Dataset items
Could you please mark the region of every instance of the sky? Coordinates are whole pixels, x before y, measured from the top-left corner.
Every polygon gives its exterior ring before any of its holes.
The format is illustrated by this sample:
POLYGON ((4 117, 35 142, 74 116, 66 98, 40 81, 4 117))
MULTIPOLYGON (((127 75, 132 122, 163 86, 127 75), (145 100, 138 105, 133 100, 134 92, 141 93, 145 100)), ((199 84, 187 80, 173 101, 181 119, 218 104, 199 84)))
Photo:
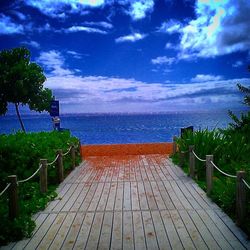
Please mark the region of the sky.
POLYGON ((0 50, 31 51, 62 113, 242 109, 249 13, 249 0, 1 0, 0 50))

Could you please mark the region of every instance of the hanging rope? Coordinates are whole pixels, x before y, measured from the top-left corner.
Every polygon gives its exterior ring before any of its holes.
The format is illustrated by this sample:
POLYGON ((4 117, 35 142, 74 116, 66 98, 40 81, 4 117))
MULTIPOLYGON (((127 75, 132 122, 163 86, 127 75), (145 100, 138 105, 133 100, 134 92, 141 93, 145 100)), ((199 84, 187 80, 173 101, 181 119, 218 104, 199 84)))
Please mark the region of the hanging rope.
POLYGON ((243 181, 243 183, 246 185, 246 187, 247 187, 248 189, 250 189, 250 185, 249 185, 244 179, 242 179, 242 181, 243 181))
POLYGON ((7 186, 4 188, 4 190, 0 193, 0 196, 2 196, 9 187, 10 187, 10 183, 8 183, 7 186))
POLYGON ((52 161, 52 162, 50 162, 50 163, 48 163, 48 164, 47 164, 47 166, 51 166, 51 165, 53 165, 53 164, 57 161, 58 157, 59 157, 59 154, 57 154, 57 156, 56 156, 55 160, 54 160, 54 161, 52 161))
POLYGON ((43 166, 43 165, 40 164, 39 168, 36 170, 36 172, 35 172, 33 175, 31 175, 31 176, 28 177, 27 179, 18 181, 17 183, 24 183, 24 182, 29 181, 30 179, 32 179, 32 178, 39 172, 39 170, 42 168, 42 166, 43 166))
POLYGON ((221 173, 224 174, 225 176, 231 177, 231 178, 237 178, 236 175, 231 175, 231 174, 227 174, 227 173, 223 172, 223 171, 222 171, 221 169, 219 169, 212 161, 210 161, 210 163, 211 163, 219 172, 221 172, 221 173))
POLYGON ((199 161, 203 161, 203 162, 206 161, 206 160, 204 160, 204 159, 201 159, 201 158, 194 152, 194 150, 192 150, 192 153, 193 153, 193 155, 196 157, 196 159, 198 159, 199 161))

• YOUR INSTRUCTIONS:
Would you give the records again exactly, dropping the pictures?

• ANSWER BOX:
Could you please mark the region of every instance of the sky? Coordinates are whole pixels, x before y, measured from the top-left corner.
Every polygon gives its exterior ring before any of its holes.
The format is illustrated by this sample:
POLYGON ((4 117, 35 142, 74 116, 66 98, 40 81, 4 117))
MULTIPOLYGON (((127 75, 132 122, 163 86, 127 75), (145 100, 138 105, 133 100, 134 92, 141 93, 145 100)), ((199 84, 187 80, 173 101, 181 119, 218 104, 199 84)))
Photo:
Please mark the region of the sky.
POLYGON ((0 50, 31 51, 62 113, 242 109, 249 13, 249 0, 1 0, 0 50))

Could you please mark the region of every instance of the hanging rope? Coordinates are whole pixels, x before y, measured from the top-left corner.
Every polygon gives its exterior ring before any of its holes.
The format is illustrated by this sample:
POLYGON ((4 117, 35 142, 74 116, 66 98, 40 81, 4 117))
MULTIPOLYGON (((127 75, 132 122, 163 86, 127 75), (145 100, 138 105, 133 100, 134 92, 141 93, 145 100)), ((199 84, 187 80, 173 101, 181 119, 218 104, 199 84)))
Please mark the region of the hanging rope.
POLYGON ((243 181, 243 183, 246 185, 246 187, 247 187, 248 189, 250 189, 250 185, 249 185, 244 179, 242 179, 242 181, 243 181))
POLYGON ((7 186, 4 188, 4 190, 0 193, 0 196, 2 196, 9 187, 10 187, 10 183, 8 183, 7 186))
POLYGON ((52 161, 52 162, 50 162, 50 163, 48 163, 48 164, 47 164, 47 166, 51 166, 51 165, 53 165, 53 164, 57 161, 58 157, 59 157, 59 154, 57 154, 57 156, 56 156, 55 160, 54 160, 54 161, 52 161))
POLYGON ((43 166, 43 165, 40 164, 39 168, 36 170, 36 172, 35 172, 33 175, 31 175, 31 176, 28 177, 27 179, 18 181, 17 183, 24 183, 24 182, 29 181, 30 179, 32 179, 32 178, 39 172, 39 170, 42 168, 42 166, 43 166))
POLYGON ((221 173, 224 174, 225 176, 231 177, 231 178, 237 178, 236 175, 231 175, 231 174, 227 174, 227 173, 223 172, 223 171, 222 171, 221 169, 219 169, 212 161, 210 161, 210 163, 211 163, 219 172, 221 172, 221 173))
POLYGON ((199 161, 203 161, 203 162, 206 161, 206 160, 204 160, 204 159, 201 159, 201 158, 194 152, 194 150, 192 150, 192 153, 193 153, 193 155, 196 157, 196 159, 198 159, 199 161))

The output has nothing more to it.